» SELECTED TEXT

******************************

- Active: 5 May 1992–present
- Country: Armenia
- Branch: Armed Forces of Armenia
- Role: Disciplinary duties
- Part of: Ministry of Defense of Armenia
- Garrison/HQ: Yerevan
- Anniversaries: Military Police Day (5 May)

Commanders
- Commander: Ashot Zakaryan

= Military Police (Armenia) =

The Military Police of Armenia (Ռազմական ոստիկանություն) is the military police branch of the Armed Forces of Armenia under the command of the Ministry of Defence. In the MoD, it is separate from the central apparatus. It is governed by the RA Law on Military Police.

== Purpose ==
The Military Police is responsible for the following:

- Investigation of military crimes in the armed forces on the territory of military unit.
- Deterrence and prevention of crimes committed by military servicemen.
- Protection of property that belongs to the military.

== History ==
The Military Police was established on 5 May 1992, by order of Minister of Defense Vazgen Sargsyan. It had no special status until 2007. That year, a law to define the status of a Military Police was adopted by the National Assembly. Military Police bylaws were approved by the Government on 25 December 2008.

== Organization ==

- Yerevan Department of the Military Police
- Vanadzor Department of the Military Police
- Sisian Department of the Military Police

== Activities ==
In 2018, the Armenian Defense Ministry announced that ahead of the 2018 army draft, the military police would be posted at Zvartnots International Airport to help arriving draftees from the diaspora in being able to fulfill their army service. Similar postings were also conducted at Shirak Airport.

******************************

» GIVEN MATERIAL
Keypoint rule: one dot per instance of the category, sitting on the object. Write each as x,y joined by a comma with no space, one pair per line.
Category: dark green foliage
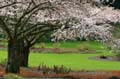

******************************

» SHORT TASK 1
In the text on Armenia's Military Police, quote everything from "The Military Police of" down to "to the military.".
» SHORT TASK 2
Using the text on Armenia's Military Police, mark each statement yes or no, and quote the words that decide it: (a) The Military Police was established by order of Minister of Defense Vazgen Sargsyan. (b) The National Assembly approved the Military Police bylaws in 2007. (c) The Military Police has its headquarters in Vanadzor.

» FINAL ANSWER 1
The Military Police of Armenia (Ռազմական ոստիկանություն) is the military police branch of the Armed Forces of Armenia under the command of the Ministry of Defence. In the MoD, it is separate from the central apparatus. It is governed by the RA Law on Military Police.

== Purpose ==
The Military Police is responsible for the following:

- Investigation of military crimes in the armed forces on the territory of military unit.
- Deterrence and prevention of crimes committed by military servicemen.
- Protection of property that belongs to the military.

» FINAL ANSWER 2
(a) Yes: "The Military Police was established on 5 May 1992, by order of Minister of Defense Vazgen Sargsyan."
(b) No: "Military Police bylaws were approved by the Government on 25 December 2008."
(c) No: "Garrison/HQ: Yerevan"